But that hasn’t happened, even though the feds under both Bush and Barack Obama pumped $1.5 billion in grants and loan guarantees into upstart cellulosic producers. Most, like Range Fuels, Cello Energy and E3 BioFuels, have ended up bankrupt. Survivors like Abengoa Bioenergy produced fewer than 6 million gallons last year.

Amazingly, gasoline refiners are still on the hook. For failing to blend into their mix the mandated quantities of a fuel that does not exist, the refiners have gotten a $10 million bill from the Environmental Protection Agency to pay for their so-called waiver credits. They’re appealing.

The corn-dominated ethanol lobby is conflicted about making ethanol out of fossil fuels. On one hand, corn growers don’t want competition from cheap gas. On the other, it’s in the national interest to cut oil imports. “We’re supportive of expanding all renewables and all alternative fuels,” says Matt Hartwig, spokesman for the Renewable Fuels Association. Says Joe Cannon, president of the Fuel Freedom Foundation: “We need every option. There are 2 billion people moving from bicycles to mopeds to cars, and that’s just in India and China.”

DATASET EXCERPT —
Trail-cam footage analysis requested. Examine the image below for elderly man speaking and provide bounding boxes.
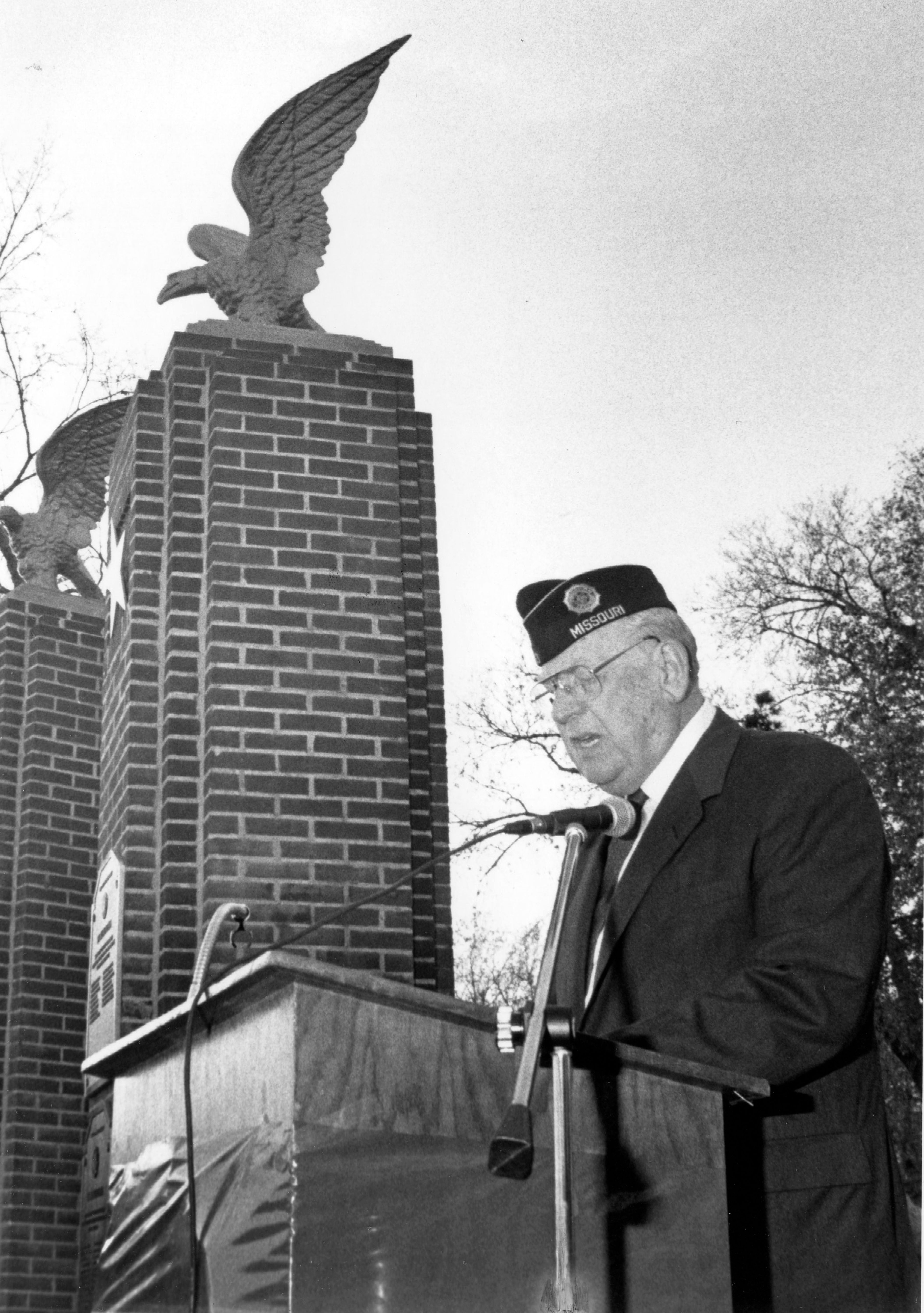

TASK DETAILS —
Rewrite the part of the passage on cellulosic fuel mandates starting at "But that hasn’t" and ending at "credits. They’re appealing.", putting "fuel blenders" in place of "refiners". Answer from the passage on cellulosic ethanol alone.

ANSWER BELOW —
But that hasn’t happened, even though the feds under both Bush and Barack Obama pumped $1.5 billion in grants and loan guarantees into upstart cellulosic producers. Most, like Range Fuels, Cello Energy and E3 BioFuels, have ended up bankrupt. Survivors like Abengoa Bioenergy produced fewer than 6 million gallons last year.

Amazingly, gasoline fuel blenders are still on the hook. For failing to blend into their mix the mandated quantities of a fuel that does not exist, the fuel blenders have gotten a $10 million bill from the Environmental Protection Agency to pay for their so-called waiver credits. They’re appealing.